__The problem__
Return every line of the listing that includes the string "this".

__Data excerpts__
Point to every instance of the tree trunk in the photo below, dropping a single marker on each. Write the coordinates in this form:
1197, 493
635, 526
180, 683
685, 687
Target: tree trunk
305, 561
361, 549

* * *

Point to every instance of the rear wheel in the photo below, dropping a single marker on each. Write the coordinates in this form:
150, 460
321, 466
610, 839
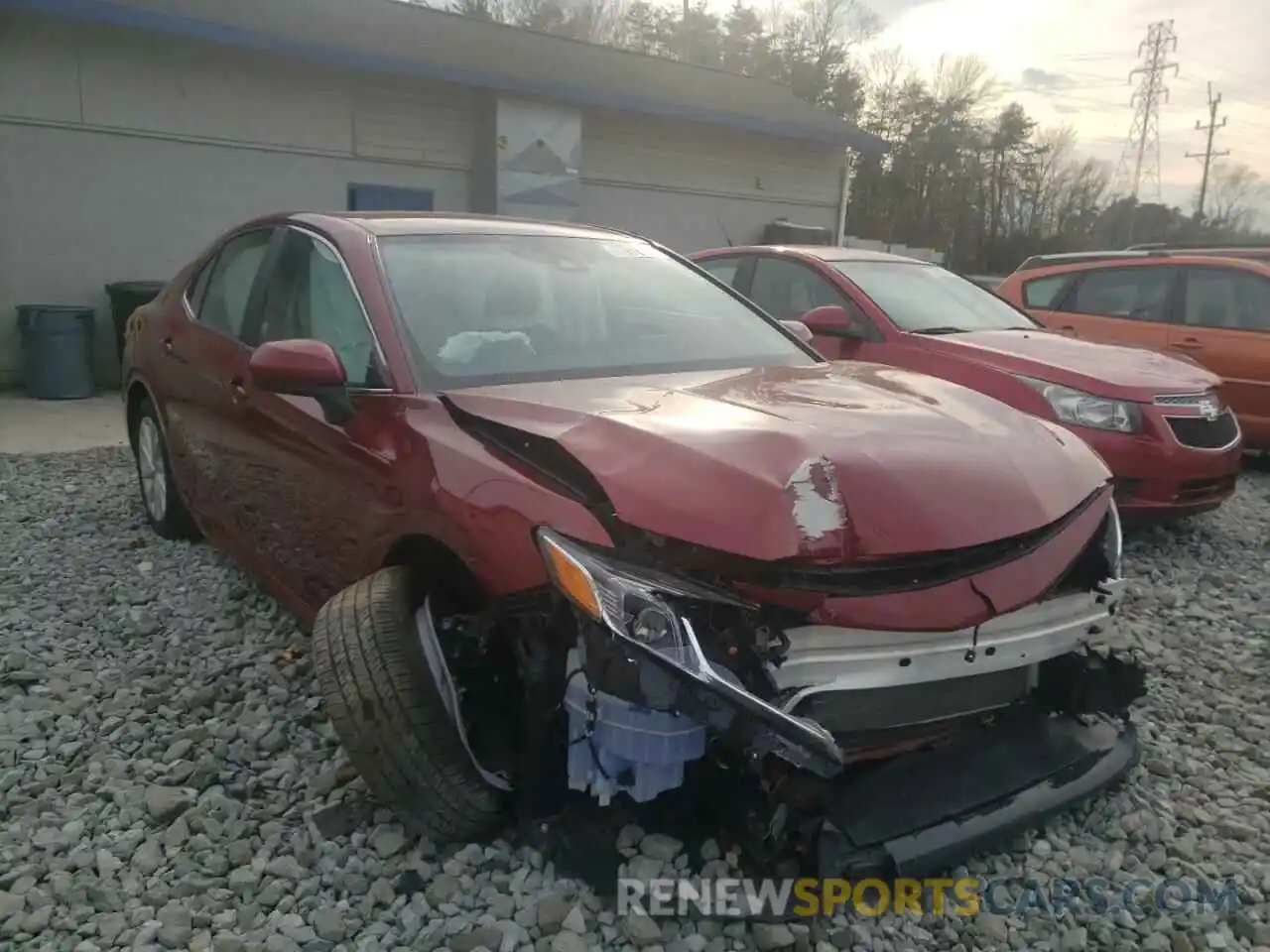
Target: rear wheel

__Output of the exercise__
Point to every instance of the tree trunk in the photo below, dropping a single marker on each. Write the coordinates in this form:
Point to every instance of the rear wheel in the photo below, dropping a single marker on each. Write the coordinates in this form:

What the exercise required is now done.